[Begin]

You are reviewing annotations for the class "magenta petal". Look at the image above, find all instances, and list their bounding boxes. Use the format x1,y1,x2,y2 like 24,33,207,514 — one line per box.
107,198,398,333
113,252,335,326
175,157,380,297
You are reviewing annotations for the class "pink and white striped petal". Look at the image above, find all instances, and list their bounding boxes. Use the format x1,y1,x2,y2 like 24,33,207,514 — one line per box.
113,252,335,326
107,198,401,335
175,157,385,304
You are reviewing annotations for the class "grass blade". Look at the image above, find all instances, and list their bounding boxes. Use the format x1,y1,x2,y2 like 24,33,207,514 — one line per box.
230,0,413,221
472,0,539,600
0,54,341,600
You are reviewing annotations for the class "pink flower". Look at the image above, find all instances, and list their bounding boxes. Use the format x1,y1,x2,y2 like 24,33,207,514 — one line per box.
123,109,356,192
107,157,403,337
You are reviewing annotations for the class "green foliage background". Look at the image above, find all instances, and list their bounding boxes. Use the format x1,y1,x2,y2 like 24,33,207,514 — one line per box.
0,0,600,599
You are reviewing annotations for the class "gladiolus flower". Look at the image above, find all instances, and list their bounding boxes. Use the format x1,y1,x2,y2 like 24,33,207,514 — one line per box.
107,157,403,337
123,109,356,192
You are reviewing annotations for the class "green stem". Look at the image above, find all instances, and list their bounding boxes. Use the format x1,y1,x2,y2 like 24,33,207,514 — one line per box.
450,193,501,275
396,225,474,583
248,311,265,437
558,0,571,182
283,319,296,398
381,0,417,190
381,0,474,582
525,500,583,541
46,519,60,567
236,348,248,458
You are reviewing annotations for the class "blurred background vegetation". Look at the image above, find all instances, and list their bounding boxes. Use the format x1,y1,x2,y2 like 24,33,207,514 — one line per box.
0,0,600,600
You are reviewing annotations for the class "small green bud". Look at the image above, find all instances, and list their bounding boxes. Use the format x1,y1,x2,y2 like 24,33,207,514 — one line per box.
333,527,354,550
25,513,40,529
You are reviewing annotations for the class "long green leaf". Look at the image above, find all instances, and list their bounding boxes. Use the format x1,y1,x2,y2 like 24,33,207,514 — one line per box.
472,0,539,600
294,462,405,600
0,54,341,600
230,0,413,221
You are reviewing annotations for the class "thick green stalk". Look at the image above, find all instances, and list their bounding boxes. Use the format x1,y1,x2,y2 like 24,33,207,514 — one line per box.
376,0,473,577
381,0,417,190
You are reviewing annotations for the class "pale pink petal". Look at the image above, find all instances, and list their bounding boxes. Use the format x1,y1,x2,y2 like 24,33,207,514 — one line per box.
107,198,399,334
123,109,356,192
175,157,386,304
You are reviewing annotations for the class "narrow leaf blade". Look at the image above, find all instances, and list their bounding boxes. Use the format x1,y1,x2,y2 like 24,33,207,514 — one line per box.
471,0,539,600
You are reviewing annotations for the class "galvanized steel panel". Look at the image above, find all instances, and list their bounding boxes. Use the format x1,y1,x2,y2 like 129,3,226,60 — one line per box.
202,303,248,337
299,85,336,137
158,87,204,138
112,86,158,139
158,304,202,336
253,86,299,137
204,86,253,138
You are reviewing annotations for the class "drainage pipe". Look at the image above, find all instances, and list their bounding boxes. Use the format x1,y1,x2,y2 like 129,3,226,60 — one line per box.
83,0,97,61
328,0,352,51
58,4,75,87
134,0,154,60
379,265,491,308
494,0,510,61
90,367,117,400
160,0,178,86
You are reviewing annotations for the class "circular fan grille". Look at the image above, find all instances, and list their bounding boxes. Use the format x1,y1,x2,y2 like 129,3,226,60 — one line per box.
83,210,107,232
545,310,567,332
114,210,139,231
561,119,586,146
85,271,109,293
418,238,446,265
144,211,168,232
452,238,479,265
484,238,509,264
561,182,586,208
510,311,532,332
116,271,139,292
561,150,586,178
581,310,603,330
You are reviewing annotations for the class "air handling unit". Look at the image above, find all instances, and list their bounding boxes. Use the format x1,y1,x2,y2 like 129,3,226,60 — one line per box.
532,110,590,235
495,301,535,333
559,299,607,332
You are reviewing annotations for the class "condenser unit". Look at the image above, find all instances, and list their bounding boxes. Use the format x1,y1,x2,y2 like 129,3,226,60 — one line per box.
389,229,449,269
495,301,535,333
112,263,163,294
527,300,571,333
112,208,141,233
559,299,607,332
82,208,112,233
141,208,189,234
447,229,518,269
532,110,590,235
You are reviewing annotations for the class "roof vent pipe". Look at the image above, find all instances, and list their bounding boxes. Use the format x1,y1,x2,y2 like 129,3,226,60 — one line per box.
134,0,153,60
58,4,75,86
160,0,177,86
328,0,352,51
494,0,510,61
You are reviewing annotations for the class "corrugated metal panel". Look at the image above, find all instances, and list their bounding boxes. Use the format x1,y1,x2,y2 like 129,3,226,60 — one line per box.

[End]

Your objective ▸ Pick out each line in the rows above that contains the word "pipe" and copy those lines in full.

Worked solution ▸
You are reviewing annotations for the class "drainage pipe". Look at the image above, find all instances, and list their bounding boxes. Use the format x1,y1,x2,y2 like 129,3,226,60 — one line per box.
You are reviewing annotations for the class "roof vent pipe". Look at the image above, find all instances, and list their bounding boxes. Use the format x1,y1,x2,y2 like 129,3,226,60 — one line per box.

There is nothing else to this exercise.